## What you are asked to do
Turn the listing, starting at the line that contains "Box every orange hard hat you can see." and ending at the final line of the listing, into a Markdown table with two columns, No. and Entry: give each line its number under No. and the line itself under Entry, and leave out blank lines.

## Available data
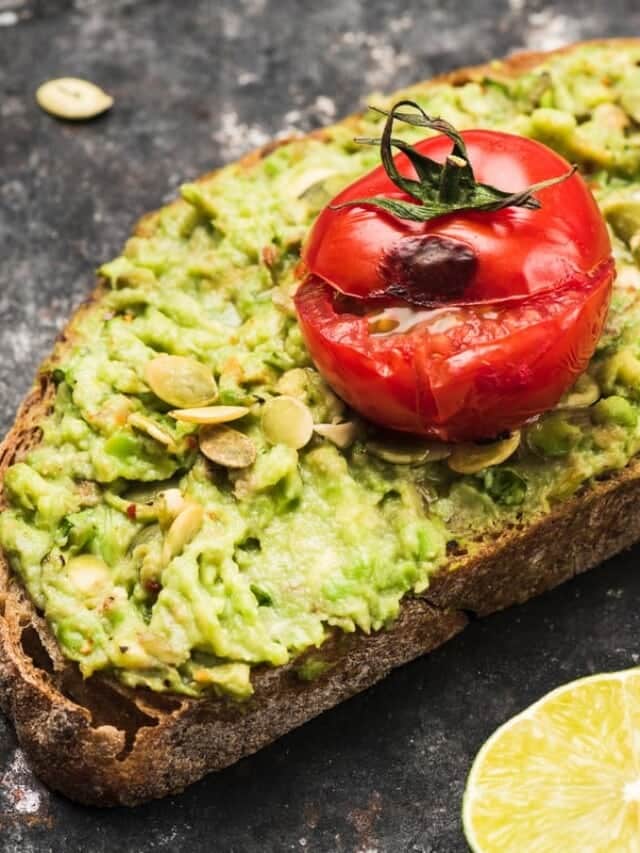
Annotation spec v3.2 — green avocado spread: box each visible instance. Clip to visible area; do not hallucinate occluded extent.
[0,45,640,698]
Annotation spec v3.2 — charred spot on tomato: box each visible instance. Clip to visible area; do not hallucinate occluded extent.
[379,234,478,308]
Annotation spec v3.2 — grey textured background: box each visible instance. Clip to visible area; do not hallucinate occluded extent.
[0,0,640,853]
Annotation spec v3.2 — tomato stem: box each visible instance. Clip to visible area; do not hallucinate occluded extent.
[333,100,576,222]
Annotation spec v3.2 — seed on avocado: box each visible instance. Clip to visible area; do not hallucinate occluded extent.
[67,554,110,596]
[447,430,520,474]
[127,412,175,450]
[169,406,249,424]
[262,394,313,450]
[366,438,451,465]
[200,424,257,468]
[162,502,204,565]
[313,421,358,450]
[36,77,113,121]
[144,355,218,409]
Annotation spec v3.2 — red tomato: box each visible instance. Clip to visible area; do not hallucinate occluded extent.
[302,130,611,302]
[295,130,614,441]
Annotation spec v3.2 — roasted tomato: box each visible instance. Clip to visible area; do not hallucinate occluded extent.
[295,103,614,441]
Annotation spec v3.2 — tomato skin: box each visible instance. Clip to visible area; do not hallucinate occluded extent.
[295,130,615,442]
[302,130,611,302]
[295,258,614,442]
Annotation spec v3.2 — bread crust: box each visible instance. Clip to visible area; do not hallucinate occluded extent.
[0,39,640,806]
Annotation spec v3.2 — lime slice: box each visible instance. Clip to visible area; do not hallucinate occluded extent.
[463,669,640,853]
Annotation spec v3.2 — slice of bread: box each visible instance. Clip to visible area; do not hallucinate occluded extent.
[0,40,640,805]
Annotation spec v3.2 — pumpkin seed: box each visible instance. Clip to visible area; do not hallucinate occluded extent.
[447,430,520,474]
[160,489,185,518]
[169,406,249,424]
[162,502,204,565]
[556,373,600,409]
[144,355,218,409]
[276,367,309,398]
[262,395,313,450]
[313,421,358,449]
[67,554,111,596]
[366,438,451,465]
[200,424,257,468]
[36,77,113,121]
[127,412,176,450]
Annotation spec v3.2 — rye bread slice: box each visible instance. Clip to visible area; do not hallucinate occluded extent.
[0,39,640,806]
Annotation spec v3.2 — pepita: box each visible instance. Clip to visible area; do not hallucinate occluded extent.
[447,430,520,474]
[127,412,175,450]
[313,421,358,450]
[162,502,204,565]
[366,438,451,465]
[169,406,249,424]
[556,373,600,409]
[262,395,313,450]
[36,77,113,121]
[160,489,186,518]
[200,424,257,468]
[144,355,218,409]
[67,554,110,597]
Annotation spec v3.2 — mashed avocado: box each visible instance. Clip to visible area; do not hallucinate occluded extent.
[0,46,640,698]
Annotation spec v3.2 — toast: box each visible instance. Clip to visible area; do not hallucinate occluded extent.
[0,40,640,806]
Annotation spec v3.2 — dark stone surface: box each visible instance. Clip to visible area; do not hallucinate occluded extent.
[0,0,640,853]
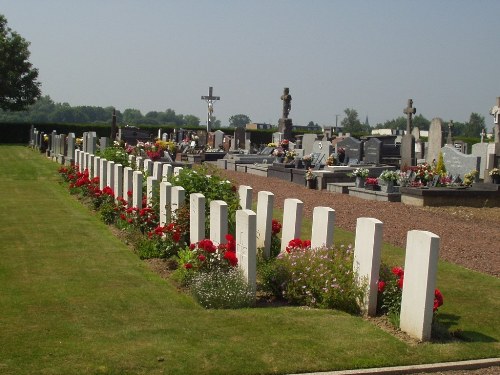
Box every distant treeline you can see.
[0,95,200,127]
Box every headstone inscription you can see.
[441,146,481,178]
[312,141,333,165]
[363,138,382,164]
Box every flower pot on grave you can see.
[355,177,365,188]
[380,181,394,193]
[306,178,316,189]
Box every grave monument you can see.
[401,99,417,167]
[201,86,220,133]
[278,87,293,140]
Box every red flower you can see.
[378,280,385,293]
[398,276,404,289]
[432,289,444,311]
[224,251,238,267]
[391,267,404,278]
[271,219,282,234]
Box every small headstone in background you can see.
[337,137,363,164]
[425,117,443,164]
[363,138,382,165]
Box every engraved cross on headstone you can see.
[403,99,417,134]
[201,86,220,132]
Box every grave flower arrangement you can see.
[488,168,500,177]
[378,169,399,183]
[273,147,285,158]
[259,238,364,314]
[347,168,370,178]
[285,150,297,162]
[463,170,479,186]
[377,264,444,325]
[304,168,316,181]
[326,154,336,166]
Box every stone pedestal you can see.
[278,118,293,140]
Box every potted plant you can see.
[302,154,312,169]
[365,177,380,190]
[488,168,500,184]
[378,169,399,193]
[347,168,370,188]
[304,168,316,189]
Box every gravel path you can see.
[220,170,500,277]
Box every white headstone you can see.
[99,158,108,190]
[238,185,253,210]
[153,161,163,180]
[235,210,257,291]
[189,193,205,243]
[122,167,134,207]
[171,186,186,217]
[162,164,173,181]
[400,230,440,341]
[132,171,142,209]
[113,164,123,198]
[146,176,158,207]
[210,200,228,245]
[353,217,383,316]
[144,159,153,176]
[174,167,183,177]
[281,198,304,251]
[159,182,172,227]
[257,191,274,259]
[106,160,115,189]
[311,207,335,249]
[92,156,101,177]
[135,156,144,172]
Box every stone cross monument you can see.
[490,96,500,143]
[403,99,417,134]
[201,86,220,133]
[400,99,417,168]
[278,87,293,140]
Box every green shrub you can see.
[97,146,130,168]
[190,268,255,309]
[268,246,364,314]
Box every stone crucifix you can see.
[201,86,220,133]
[403,99,417,134]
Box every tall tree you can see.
[229,114,252,128]
[464,112,485,138]
[0,14,41,111]
[340,108,370,133]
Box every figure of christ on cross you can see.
[403,99,417,134]
[201,86,220,133]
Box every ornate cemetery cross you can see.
[201,86,220,132]
[403,99,417,134]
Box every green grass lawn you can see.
[0,146,500,374]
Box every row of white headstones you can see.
[67,150,440,341]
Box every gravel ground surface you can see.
[220,170,500,277]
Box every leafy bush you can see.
[190,268,255,309]
[98,146,130,168]
[258,238,363,313]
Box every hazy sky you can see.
[0,0,500,128]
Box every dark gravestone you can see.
[231,128,246,150]
[400,134,417,168]
[337,137,363,164]
[363,138,382,164]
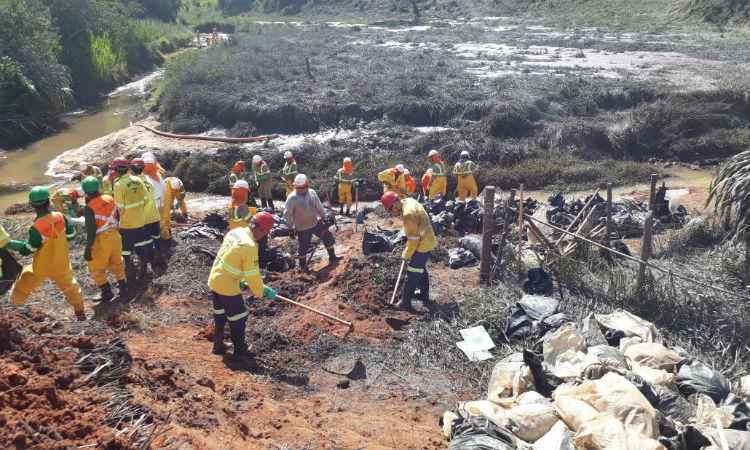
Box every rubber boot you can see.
[211,320,227,355]
[229,319,250,358]
[117,280,133,302]
[93,283,115,303]
[328,248,341,264]
[395,282,416,312]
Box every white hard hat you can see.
[294,173,307,187]
[233,180,250,191]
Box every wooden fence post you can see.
[636,212,654,293]
[606,183,613,247]
[479,186,497,286]
[648,173,656,211]
[495,189,516,280]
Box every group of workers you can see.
[0,150,477,356]
[0,153,187,320]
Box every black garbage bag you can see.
[523,349,563,397]
[448,417,516,450]
[448,248,478,269]
[523,267,554,295]
[675,360,730,404]
[458,236,482,258]
[722,394,750,431]
[0,248,23,295]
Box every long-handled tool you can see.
[276,295,354,331]
[389,261,406,305]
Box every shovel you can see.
[389,261,406,305]
[276,295,354,332]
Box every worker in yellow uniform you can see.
[159,177,187,241]
[381,192,437,311]
[8,186,86,320]
[130,158,167,278]
[208,212,276,357]
[81,176,129,302]
[253,155,274,210]
[453,150,479,202]
[112,158,153,287]
[335,157,355,216]
[51,188,83,218]
[281,151,299,198]
[427,150,448,200]
[228,180,255,231]
[378,164,406,198]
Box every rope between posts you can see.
[524,214,748,298]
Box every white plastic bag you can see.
[542,323,586,366]
[625,342,685,372]
[507,403,560,442]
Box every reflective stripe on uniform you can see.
[221,260,260,277]
[227,311,249,322]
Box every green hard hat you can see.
[29,186,49,203]
[81,177,101,194]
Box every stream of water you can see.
[0,71,162,212]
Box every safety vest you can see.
[336,167,354,184]
[453,161,477,176]
[430,161,447,177]
[32,212,70,278]
[208,227,263,297]
[88,195,117,234]
[115,175,150,230]
[253,161,271,183]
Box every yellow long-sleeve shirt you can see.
[208,227,263,298]
[401,198,437,259]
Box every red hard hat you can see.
[109,156,130,169]
[380,191,399,210]
[252,211,274,233]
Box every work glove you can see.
[263,286,278,300]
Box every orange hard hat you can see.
[380,191,399,210]
[251,211,275,233]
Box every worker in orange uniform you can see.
[112,158,153,287]
[51,188,83,218]
[7,186,86,320]
[281,151,299,197]
[404,169,417,198]
[453,150,479,202]
[159,177,187,242]
[427,150,448,200]
[334,157,355,216]
[130,158,167,278]
[228,180,255,231]
[378,164,406,198]
[253,155,273,210]
[381,192,437,311]
[208,212,276,357]
[81,176,129,302]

## Solution to the problem
| No. | Entry |
|---|---|
| 1 | Box every orange hard hat you can see. |
| 2 | [380,191,399,210] |
| 3 | [251,211,275,233] |
| 4 | Box every worker in orange uniform you can see. |
| 5 | [112,158,153,287] |
| 6 | [51,188,83,218] |
| 7 | [7,186,86,320] |
| 8 | [281,151,299,197] |
| 9 | [404,169,417,198] |
| 10 | [453,150,479,202] |
| 11 | [159,177,187,242] |
| 12 | [427,150,448,200] |
| 13 | [334,157,355,216] |
| 14 | [130,158,167,278] |
| 15 | [228,180,255,231] |
| 16 | [378,164,406,198] |
| 17 | [253,155,273,210] |
| 18 | [381,192,437,311] |
| 19 | [208,212,276,357] |
| 20 | [81,176,129,302] |